TO DO:
Put each line of the rows below into a numbered list, leaving out any blank lines.

-------

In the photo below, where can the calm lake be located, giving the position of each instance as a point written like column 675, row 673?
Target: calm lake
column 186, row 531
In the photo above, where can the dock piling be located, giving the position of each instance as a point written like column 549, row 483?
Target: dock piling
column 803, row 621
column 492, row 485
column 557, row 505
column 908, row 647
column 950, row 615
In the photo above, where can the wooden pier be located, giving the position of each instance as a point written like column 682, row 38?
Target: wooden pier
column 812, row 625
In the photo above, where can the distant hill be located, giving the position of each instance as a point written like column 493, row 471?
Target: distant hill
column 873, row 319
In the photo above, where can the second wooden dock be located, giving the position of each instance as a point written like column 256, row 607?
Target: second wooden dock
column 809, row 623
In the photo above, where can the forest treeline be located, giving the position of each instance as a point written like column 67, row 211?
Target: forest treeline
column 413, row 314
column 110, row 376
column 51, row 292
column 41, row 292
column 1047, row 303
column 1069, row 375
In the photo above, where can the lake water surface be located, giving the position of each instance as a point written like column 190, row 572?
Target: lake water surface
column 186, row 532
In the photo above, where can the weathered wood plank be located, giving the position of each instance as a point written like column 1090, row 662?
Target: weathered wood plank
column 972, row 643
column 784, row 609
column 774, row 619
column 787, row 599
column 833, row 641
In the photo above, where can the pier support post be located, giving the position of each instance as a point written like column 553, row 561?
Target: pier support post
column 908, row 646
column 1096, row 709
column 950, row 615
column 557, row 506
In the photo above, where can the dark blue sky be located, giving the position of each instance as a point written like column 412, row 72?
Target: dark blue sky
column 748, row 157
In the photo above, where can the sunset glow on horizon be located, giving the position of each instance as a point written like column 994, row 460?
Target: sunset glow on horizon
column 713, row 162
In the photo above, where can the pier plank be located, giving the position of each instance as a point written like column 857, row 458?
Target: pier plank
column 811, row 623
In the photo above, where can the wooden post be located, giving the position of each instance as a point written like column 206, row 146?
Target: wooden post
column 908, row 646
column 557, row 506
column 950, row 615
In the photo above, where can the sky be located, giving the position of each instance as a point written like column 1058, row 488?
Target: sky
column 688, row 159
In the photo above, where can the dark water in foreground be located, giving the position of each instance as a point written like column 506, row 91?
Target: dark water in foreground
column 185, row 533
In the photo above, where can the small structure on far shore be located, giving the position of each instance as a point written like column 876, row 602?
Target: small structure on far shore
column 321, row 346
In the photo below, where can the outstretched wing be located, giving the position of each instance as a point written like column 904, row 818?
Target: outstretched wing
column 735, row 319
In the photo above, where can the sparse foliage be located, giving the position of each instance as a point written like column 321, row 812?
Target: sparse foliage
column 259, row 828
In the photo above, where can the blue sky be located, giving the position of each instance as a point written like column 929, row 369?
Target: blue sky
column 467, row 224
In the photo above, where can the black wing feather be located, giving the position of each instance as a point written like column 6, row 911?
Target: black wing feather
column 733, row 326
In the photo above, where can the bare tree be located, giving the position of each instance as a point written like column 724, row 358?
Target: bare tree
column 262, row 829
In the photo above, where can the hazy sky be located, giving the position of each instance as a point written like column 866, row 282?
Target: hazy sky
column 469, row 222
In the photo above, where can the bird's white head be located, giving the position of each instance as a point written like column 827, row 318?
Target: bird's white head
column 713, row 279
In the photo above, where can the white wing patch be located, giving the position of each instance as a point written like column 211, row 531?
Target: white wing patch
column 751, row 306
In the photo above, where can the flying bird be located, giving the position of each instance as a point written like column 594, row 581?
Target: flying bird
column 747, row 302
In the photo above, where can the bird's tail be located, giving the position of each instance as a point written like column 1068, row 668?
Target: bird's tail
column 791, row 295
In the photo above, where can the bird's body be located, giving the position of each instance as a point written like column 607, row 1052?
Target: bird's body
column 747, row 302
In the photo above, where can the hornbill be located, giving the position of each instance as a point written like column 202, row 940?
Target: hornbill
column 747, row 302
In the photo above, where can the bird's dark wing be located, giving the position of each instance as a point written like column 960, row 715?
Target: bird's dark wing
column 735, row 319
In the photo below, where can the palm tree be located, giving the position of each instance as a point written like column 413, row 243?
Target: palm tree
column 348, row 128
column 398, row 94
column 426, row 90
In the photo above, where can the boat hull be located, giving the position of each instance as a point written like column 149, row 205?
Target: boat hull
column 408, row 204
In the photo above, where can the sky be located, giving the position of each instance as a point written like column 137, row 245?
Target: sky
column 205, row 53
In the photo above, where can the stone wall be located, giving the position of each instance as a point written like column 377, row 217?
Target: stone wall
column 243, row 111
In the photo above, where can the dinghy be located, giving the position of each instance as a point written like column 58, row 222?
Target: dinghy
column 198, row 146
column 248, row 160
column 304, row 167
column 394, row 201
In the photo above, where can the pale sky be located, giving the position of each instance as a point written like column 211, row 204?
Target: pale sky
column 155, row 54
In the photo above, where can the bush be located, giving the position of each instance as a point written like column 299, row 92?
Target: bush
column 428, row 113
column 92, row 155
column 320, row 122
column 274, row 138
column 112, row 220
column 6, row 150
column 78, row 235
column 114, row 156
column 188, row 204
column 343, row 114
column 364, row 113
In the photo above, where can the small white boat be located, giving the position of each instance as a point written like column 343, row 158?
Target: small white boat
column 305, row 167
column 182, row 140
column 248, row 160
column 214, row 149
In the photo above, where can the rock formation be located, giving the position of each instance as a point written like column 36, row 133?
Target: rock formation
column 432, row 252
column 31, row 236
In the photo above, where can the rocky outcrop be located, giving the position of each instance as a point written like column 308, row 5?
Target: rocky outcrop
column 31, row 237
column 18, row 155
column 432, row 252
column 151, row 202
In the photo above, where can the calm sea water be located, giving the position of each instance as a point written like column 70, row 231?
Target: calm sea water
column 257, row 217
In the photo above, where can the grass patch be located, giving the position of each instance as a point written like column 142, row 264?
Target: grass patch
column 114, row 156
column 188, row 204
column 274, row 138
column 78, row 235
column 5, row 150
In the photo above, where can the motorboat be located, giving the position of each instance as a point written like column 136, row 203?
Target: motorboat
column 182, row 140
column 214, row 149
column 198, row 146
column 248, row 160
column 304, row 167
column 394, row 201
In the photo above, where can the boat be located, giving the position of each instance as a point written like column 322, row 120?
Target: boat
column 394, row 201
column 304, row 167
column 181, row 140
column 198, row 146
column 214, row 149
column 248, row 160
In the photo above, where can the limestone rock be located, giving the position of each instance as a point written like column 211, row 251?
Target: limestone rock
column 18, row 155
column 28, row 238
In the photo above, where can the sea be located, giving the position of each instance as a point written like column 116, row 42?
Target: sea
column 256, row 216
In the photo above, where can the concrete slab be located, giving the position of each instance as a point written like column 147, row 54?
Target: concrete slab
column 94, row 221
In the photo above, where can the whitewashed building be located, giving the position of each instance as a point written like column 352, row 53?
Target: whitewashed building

-------

RESULT OF THIS TASK:
1. In the photo below, where can the calm lake be located, giving the position of each instance as a point written like column 675, row 673?
2. Target: calm lake
3. column 186, row 531
4. In the photo above, where can the dock piling be located, giving the position of each instance as a point written like column 549, row 483?
5. Target: dock piling
6. column 803, row 621
7. column 492, row 485
8. column 557, row 505
9. column 908, row 647
10. column 950, row 615
11. In the photo above, where can the wooden pier be located, giving the position of each instance as a point written like column 682, row 38?
12. Target: wooden pier
13. column 812, row 625
14. In the photo above, where can the distant hill be located, giving the position of each instance as a point written like column 493, row 471?
15. Target: distant hill
16. column 873, row 319
17. In the photo above, where can the second wooden dock be located, giving the position of each instance as a point written like column 256, row 607?
18. Target: second wooden dock
19. column 809, row 623
20. In the photo above, where can the forest treeline be located, giving the position of each instance as a point written like column 67, row 211?
21. Target: forest treeline
22. column 413, row 314
23. column 110, row 376
24. column 51, row 292
25. column 41, row 292
26. column 1047, row 303
27. column 1069, row 375
28. In the photo above, where can the lake water surface be located, giving the position of each instance as a point written like column 190, row 572?
29. Target: lake water surface
30. column 186, row 532
31. In the photo above, where can the weathered wood plank be located, giving the position of each instance as a point written like column 1090, row 662?
32. Target: weathered wood plank
33. column 972, row 643
34. column 784, row 609
35. column 774, row 619
36. column 787, row 599
37. column 833, row 641
38. In the photo above, where can the pier support post be located, giving the position of each instance as a point written like column 553, row 561?
39. Target: pier support post
40. column 908, row 646
41. column 1096, row 709
42. column 950, row 615
43. column 557, row 506
44. In the photo above, where can the dark blue sky be located, giving the position of each instance as a point written like column 412, row 72?
45. Target: dark blue sky
46. column 748, row 157
47. In the photo above, where can the sunset glow on horizon be located, giving the position of each instance as a point written like column 994, row 460?
48. Target: sunset glow on horizon
49. column 713, row 162
50. In the photo above, where can the pier plank be located, giving the position of each instance as a point written like column 857, row 458?
51. Target: pier plank
52. column 811, row 623
53. In the photo above, where can the wooden post be located, giving the position of each instance as a point written like column 206, row 146?
54. Target: wooden post
55. column 908, row 646
56. column 557, row 506
57. column 950, row 615
58. In the photo above, where can the sky be located, giving the position of each instance as a point written like column 1058, row 488?
59. Target: sky
60. column 688, row 159
61. In the photo above, where can the dark water in foreground be located, giving the position of each instance as a point written like column 506, row 91?
62. Target: dark water in foreground
63. column 185, row 533
64. In the photo above, where can the small structure on far shore be located, giving the position of each instance as a point written like column 876, row 602?
65. Target: small structure on far shore
66. column 321, row 346
67. In the photo below, where can the outstretched wing be located, giving the position of each instance as a point written like column 904, row 818?
68. Target: outstretched wing
69. column 735, row 319
70. In the photo above, where can the sparse foliage be located, giving the position of each instance as a point written like column 321, row 812?
71. Target: sparse foliage
72. column 259, row 828
73. In the photo above, where can the blue sky be located, giving the position of each instance as a point written like column 929, row 369?
74. Target: blue sky
75. column 467, row 224
76. In the photo above, where can the black wing feather be located, giving the position of each instance as a point written like column 6, row 911?
77. Target: black wing feather
78. column 733, row 326
79. In the photo above, where can the bare tree be located, giving the position of each instance as a point written like column 724, row 358?
80. Target: bare tree
81. column 262, row 829
82. In the photo above, where can the hazy sky be located, giving the position of each instance as a point written like column 866, row 282?
83. Target: hazy sky
84. column 469, row 222
85. In the photo above, where can the bird's white head be located, giving the position of each instance as a point written like column 827, row 318?
86. Target: bird's white head
87. column 713, row 279
88. In the photo above, where can the white wing patch be located, giving the position of each instance as a point written like column 211, row 531?
89. Target: white wing patch
90. column 751, row 306
91. In the photo above, where can the flying bird be located, giving the position of each instance as a point written like column 594, row 581?
92. Target: flying bird
93. column 747, row 302
94. In the photo above, where can the bird's tail be located, giving the position of each instance as a point written like column 1068, row 668?
95. Target: bird's tail
96. column 791, row 295
97. In the photo above, where can the bird's body be located, giving the position of each instance as a point written like column 607, row 1052?
98. Target: bird's body
99. column 747, row 302
100. In the photo above, where can the hornbill be located, giving the position of each instance as a point written like column 202, row 940?
101. Target: hornbill
102. column 747, row 302
103. In the photo above, where can the bird's dark wing be located, giving the position of each instance as a point written like column 960, row 715?
104. Target: bird's dark wing
105. column 735, row 319
106. In the photo below, where can the palm tree be located, giving the position of each instance as a point written like column 413, row 243?
107. Target: palm tree
108. column 348, row 128
109. column 398, row 94
110. column 426, row 90
111. In the photo above, where can the boat hull be located, giving the position of each instance as a point written like column 149, row 205?
112. Target: boat hull
113. column 408, row 204
114. In the photo above, where can the sky be located, giving the position of each instance as a point written like column 137, row 245?
115. Target: sky
116. column 205, row 53
117. In the photo above, where can the stone wall be located, giving the position of each instance as a point written like column 377, row 217?
118. Target: stone wall
119. column 243, row 111
120. In the photo above, where can the dinghy be located, giving the position of each instance as a point written like column 58, row 222?
121. Target: dinghy
122. column 198, row 146
123. column 248, row 160
124. column 304, row 167
125. column 394, row 201
126. In the photo above, where can the pale sky be located, giving the position of each instance as a point written like column 211, row 204?
127. Target: pale sky
128. column 155, row 54
129. In the photo above, where can the bush be located, giving the position of each instance as a point written like column 299, row 92?
130. Target: bush
131. column 428, row 113
132. column 92, row 155
133. column 320, row 122
134. column 274, row 138
135. column 112, row 220
136. column 6, row 150
137. column 78, row 235
138. column 114, row 156
139. column 188, row 204
140. column 343, row 114
141. column 364, row 113
142. In the photo above, where can the small white boat be located, giving the position of each instance as a point written like column 343, row 158?
143. Target: small white boat
144. column 305, row 167
145. column 182, row 140
146. column 248, row 160
147. column 214, row 149
148. In the photo above, where can the rock formation be located, giving the position of each instance as a point written like column 36, row 133?
149. Target: rock formation
150. column 432, row 252
151. column 31, row 236
152. In the photo above, where can the rocky outcrop be located, giving the position of each instance as a point written like column 308, row 5?
153. Target: rocky outcrop
154. column 31, row 237
155. column 18, row 155
156. column 432, row 252
157. column 151, row 202
158. In the photo above, where can the calm sea water be located, giving the position of each instance as a point written like column 70, row 231?
159. Target: calm sea water
160. column 257, row 217
161. In the photo above, where can the grass patch be located, giving the position of each instance as a point written like column 142, row 264?
162. Target: grass patch
163. column 114, row 156
164. column 188, row 204
165. column 274, row 138
166. column 78, row 235
167. column 5, row 150
168. In the photo above, where can the motorboat be located, giving the position of each instance as a point written like column 136, row 203?
169. Target: motorboat
170. column 182, row 140
171. column 214, row 149
172. column 198, row 146
173. column 248, row 160
174. column 304, row 167
175. column 394, row 201
176. In the photo above, where can the boat be located, giving the position of each instance as a point written like column 322, row 120?
177. Target: boat
178. column 394, row 201
179. column 304, row 167
180. column 181, row 140
181. column 198, row 146
182. column 214, row 149
183. column 248, row 160
184. In the photo above, where can the limestone rock be located, giving the position of each instance as a point written like column 211, row 251?
185. Target: limestone rock
186. column 18, row 155
187. column 28, row 238
188. In the photo above, where can the sea be located, giving the position of each instance as a point written like column 116, row 42?
189. Target: sea
190. column 256, row 216
191. In the photo above, where can the concrete slab be located, giving the position of each instance as a point written like column 147, row 54?
192. Target: concrete slab
193. column 94, row 221
194. In the photo above, where can the whitewashed building be located, giving the position of each instance as a point written like column 352, row 53?
195. Target: whitewashed building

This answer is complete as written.